MAHKEMESİ :Asliye Hukuk Mahkemesi
Davacı vekili tarafından, davalılar aleyhine 31/03/2010 gününde verilen dilekçe ile tapu iptali ve tescil istenmesi üzerine Yargıtay 16. Hukuk Dairesinin bozma ilamına uyularak yapılan duruşma sonunda; davanın reddine dair verilen 21/10/2015 günlü hükmün Yargıtayca incelenmesi davacı vekili tarafından istenilmekle süresinde olduğu anlaşılan temyiz dilekçesinin kabulüne karar verildikten sonra dosya ve içerisindeki bütün evrak incelenerek gereği düşünüldü:
K A R A R
1.DAVA
1.1. Davacı vekili, müvekkilinin 32 parselin ve 32 parselden ifrazen oluşan 424 parselin maliki olduğunu, 424 parsele komşu olan 31 parselde yapılan 20.05.2008 tarihli imar işlemi sırasında hatalı koordinatlar tespit edilerek 574 ada 1, 575 ada 1, 2 ve 3 parsellerin oluşturulduğunu, 31 parselde gerçekleştirilen 20.05.2008 tarihli imar işlemi nedeni ile müvekkiline ait 424 parsele tecavüz olduğunu, 20.05.2008 tarihli imar işleminden önceki ve sonraki koordinatlar çakıştırıldığında müvekkili aleyhine metrekare farkı olduğunu belirterek 424 parselin mevcut sınırlarının iptali ile önceki koordinatlara göre tespit ve tescilini istemiştir.
2.CEVAP
2.1. Davalılar vekili, davanın reddini savunmuştur.
3. İLK DERECE MAHKEMESİ KARARI
3.1. Mahkemece “davanın kısmen kabulüyle; davalı ...'e açılan davanın aktif husumet yokluğu nedeniyle reddine; dava konusu Bismil ilçesi ... Köyü 574 ada 1 parselde ... oğlu ... adına yapılan ifraz işlemi, 575 ada 1 parsel no'lu taşınmazda ... oğlu ... adına yapılan ifraz işlemi, 575 ada 2 parsel nolu taşınmazda ... oğlu ... adına yapılan ifraz işlemi, 575 ada 3 parsel no'lu taşınmazda ... oğlu ... adına yapılan ifraz işleminin iptali ile ifraz öncesi durumdaki eski haline iadesine" şeklinde karar verilmiş; hükmün, davalılar ... ve ... vekili tarafından temyizi üzerine Yargıtay 16. Hukuk Dairesince bozulmasına karar verilmiştir. Mahkemece bozma ilamına uyularak yapılan yargılama sonucunda, 06.07.2015 tarihli fen bilirkişi kurulu raporu esas alınarak davalıların parsellerinin davacının parseline ... olmadığından bahisle davanın reddine karar verilmiştir.

_Kayıtlı Bilgiler_
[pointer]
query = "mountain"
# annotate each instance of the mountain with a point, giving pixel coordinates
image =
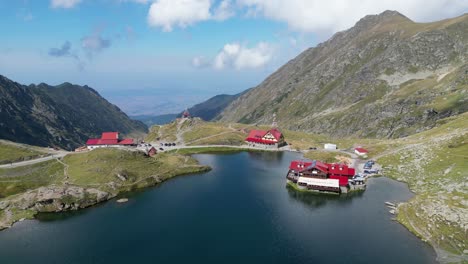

_Yapılacak İşler_
[1] Mahkeme kararı metnine göre davacı vekilinin tapu iptali ve tescil istediği dilekçe hangi tarihte verilmiştir?
[2] Mahkeme kararı metnindeki "Davacı vekili, müvekkilinin 32 parselin" diye başlayan paragrafı, ana bilgileri koruyarak madde madde yeniden yazın.
[3] Lütfen mahkeme kararı metnini kaldığı yerden sürdürün.
Satırlar bu çalışmada hiçbir rol oynamıyor.

_Sonuçlar_
[1] 31/03/2010 tarihinde.

[2]
- Davacı, 32 parselin ve 32 parselden ifrazen oluşan 424 parselin malikidir.
- 424 parsele komşu 31 parselde yapılan 20.05.2008 tarihli imar işlemi sırasında hatalı koordinatlar tespit edilerek 574 ada 1, 575 ada 1, 2 ve 3 parseller oluşturulmuştur.
- Bu imar işlemi nedeniyle davacıya ait 424 parsele tecavüz olmuştur.
- İşlemden önceki ve sonraki koordinatlar çakıştırıldığında davacı aleyhine metrekare farkı çıkmaktadır.
- Davacı vekili, 424 parselin mevcut sınırlarının iptalini ve önceki koordinatlara göre tespit ve tescilini istemiştir.

[3]
4.TEMYİZ
4.1. Davacı vekili, kararı temyiz etmiştir.
4.2 Temyiz Nedenleri
4.2.1. Davacı vekili, hükme esas alınan bilirkişi raporunun yetersiz, gerekçesiz, hatalı olduğunu, denetime elverişli olmadığını, dayanak belgelerin ve koordinatların belirtilmediğini, imar işlemi öncesine ve sonrasına göre taşınmazlarının durumunun belirlenmediğini, kamulaştırma işlemindeki hatalı koordinatların gösterilmediğini belirterek kararın bozulmasını istemiştir.
5.YARGITAY KARARI
5.1. Dava, tapu iptal tescil talebine ilişkindir.
5.2. 6100 sayılı Hukuk Muhakemeleri Kanununun 279. maddesine göre, bilirkişi raporunda bilirkişinin görevlendirildiği hususlar, gözlem ve inceleme konusu yapılan maddi vakıalar, gerekçe ve varılan sonuçların bulunması gerekir.
5.3. Somut olayda, hükme esas alınan 06.07.2015 tarihli fen bilirkişi kurulu raporunda, 32 no'lu parselin grafik olan haritasının kamulaştırma çalışmalarında sayısallaştırma yapılırken ortalama 60 metre hatalı olarak (X) yönünde hatalı sayısallaştırılmış ve bundan mütevellit 32 no'lu parsel ile 31 no'lu parsel iç içe girmek sureti ile 60 metre genişlikte 32 nolu parsele tecavüzlü durumun ortaya çıktığı, 32 nolu parselin ortalama 60 metre (X) yönünde (Kuzey- Güney yönünde) hatalı sayısallaştırıldığı, doğru sayısallaştırma ve parsel cepheleri esas alındığında 31 nolu parselin 32 no'lu parsele herhangi bir tecavüzünün olmadığı belirtilmiştir.
5.4. Ancak bilirkişi raporunda, 32 nolu parselin olması gereken koordinat ve ölçek bilgileri ile kamulaştırmada sayısallaştırma yapılırken esas alınan hatalı koordinat ve ölçek bilgileri açıklanmamış, bu bilgileri içeren dayanak belge ve krokiler gösterilmemiştir. Hükme esas alınan (koordinatsız, ölçeksiz ve dayanak belge ve krokilerle ilişkilendirme içermeyen) bilirkişi raporunun ayrıntılı, açıklamalı, gerekçeli ve denetime elverişli olduğunu söyleyebilme olanağı yoktur. Ayrıca ... yargılanma hakkının bir gereği olarak davacının iddiası da dikkate alınmalı, 31 parselde gerçekleştirilen 20.05.2008 tarihli imar işlemi öncesi ve sonrasına göre davacı ve davalı parsellerin koordinat ve ölçek bilgileri gösterilmeli, imar işlemi ve kamulaştırma işlemindeki sayısallaştırma metodları, tekniği, dayanak verileri ve belgeleri açıklanmalı, 32 parseldeki kamulaştırma işlemi ile ilişkilendirilerek davacının iddia ettiği taşınmazdaki eksikliğin ne suretle meydana geldiği tam ve net bir kanaat uyandıracak şekilde tespit edilmelidir.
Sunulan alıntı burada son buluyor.